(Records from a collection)
===============
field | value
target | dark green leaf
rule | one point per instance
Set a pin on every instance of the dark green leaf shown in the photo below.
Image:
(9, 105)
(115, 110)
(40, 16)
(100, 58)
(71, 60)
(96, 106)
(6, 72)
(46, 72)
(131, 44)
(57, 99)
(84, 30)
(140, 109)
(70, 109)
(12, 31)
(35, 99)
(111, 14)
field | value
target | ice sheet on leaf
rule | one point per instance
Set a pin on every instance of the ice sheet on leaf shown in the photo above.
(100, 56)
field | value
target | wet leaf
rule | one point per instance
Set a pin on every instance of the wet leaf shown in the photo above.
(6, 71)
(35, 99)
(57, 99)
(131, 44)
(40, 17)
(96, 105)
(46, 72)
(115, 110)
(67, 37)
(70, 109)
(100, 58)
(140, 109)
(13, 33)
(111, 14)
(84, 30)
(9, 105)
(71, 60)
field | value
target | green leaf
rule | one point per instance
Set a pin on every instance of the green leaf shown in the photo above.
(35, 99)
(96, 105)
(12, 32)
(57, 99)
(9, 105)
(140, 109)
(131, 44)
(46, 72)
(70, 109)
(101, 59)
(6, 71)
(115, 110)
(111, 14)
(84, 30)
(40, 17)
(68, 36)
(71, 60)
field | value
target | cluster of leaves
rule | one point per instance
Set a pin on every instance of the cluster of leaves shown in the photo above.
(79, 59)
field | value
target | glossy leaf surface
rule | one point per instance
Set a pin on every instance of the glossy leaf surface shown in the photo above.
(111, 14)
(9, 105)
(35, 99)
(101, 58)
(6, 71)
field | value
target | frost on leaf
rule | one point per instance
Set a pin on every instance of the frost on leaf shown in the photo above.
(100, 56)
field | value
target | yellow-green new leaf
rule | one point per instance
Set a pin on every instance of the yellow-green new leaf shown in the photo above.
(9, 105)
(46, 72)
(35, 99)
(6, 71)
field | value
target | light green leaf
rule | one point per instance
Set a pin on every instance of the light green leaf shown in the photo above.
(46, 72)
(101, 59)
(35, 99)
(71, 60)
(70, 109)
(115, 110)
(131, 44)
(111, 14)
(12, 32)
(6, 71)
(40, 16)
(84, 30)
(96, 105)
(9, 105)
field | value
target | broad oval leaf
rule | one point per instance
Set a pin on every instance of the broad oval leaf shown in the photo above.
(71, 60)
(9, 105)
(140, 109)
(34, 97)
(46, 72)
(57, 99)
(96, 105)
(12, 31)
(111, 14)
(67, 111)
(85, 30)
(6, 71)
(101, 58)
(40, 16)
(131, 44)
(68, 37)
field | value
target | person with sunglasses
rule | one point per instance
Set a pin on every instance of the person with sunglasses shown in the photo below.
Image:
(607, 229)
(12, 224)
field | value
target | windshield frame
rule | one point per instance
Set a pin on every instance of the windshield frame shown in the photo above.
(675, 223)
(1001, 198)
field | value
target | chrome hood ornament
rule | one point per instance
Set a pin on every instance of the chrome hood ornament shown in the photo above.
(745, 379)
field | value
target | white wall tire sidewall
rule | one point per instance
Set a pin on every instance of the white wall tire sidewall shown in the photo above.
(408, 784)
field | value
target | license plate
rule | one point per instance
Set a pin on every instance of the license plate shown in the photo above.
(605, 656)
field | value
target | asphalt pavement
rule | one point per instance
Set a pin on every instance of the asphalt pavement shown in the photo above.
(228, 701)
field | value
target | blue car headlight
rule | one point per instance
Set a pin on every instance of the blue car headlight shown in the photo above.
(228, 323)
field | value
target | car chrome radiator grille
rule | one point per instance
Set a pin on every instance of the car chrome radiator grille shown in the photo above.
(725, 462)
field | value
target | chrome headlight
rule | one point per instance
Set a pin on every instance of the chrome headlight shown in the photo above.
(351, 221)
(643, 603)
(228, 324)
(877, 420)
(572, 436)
===============
WHAT IS EXPECTED> For the entries above, give only the number of lines that contain the word "person".

EXERCISE RESPONSE> 2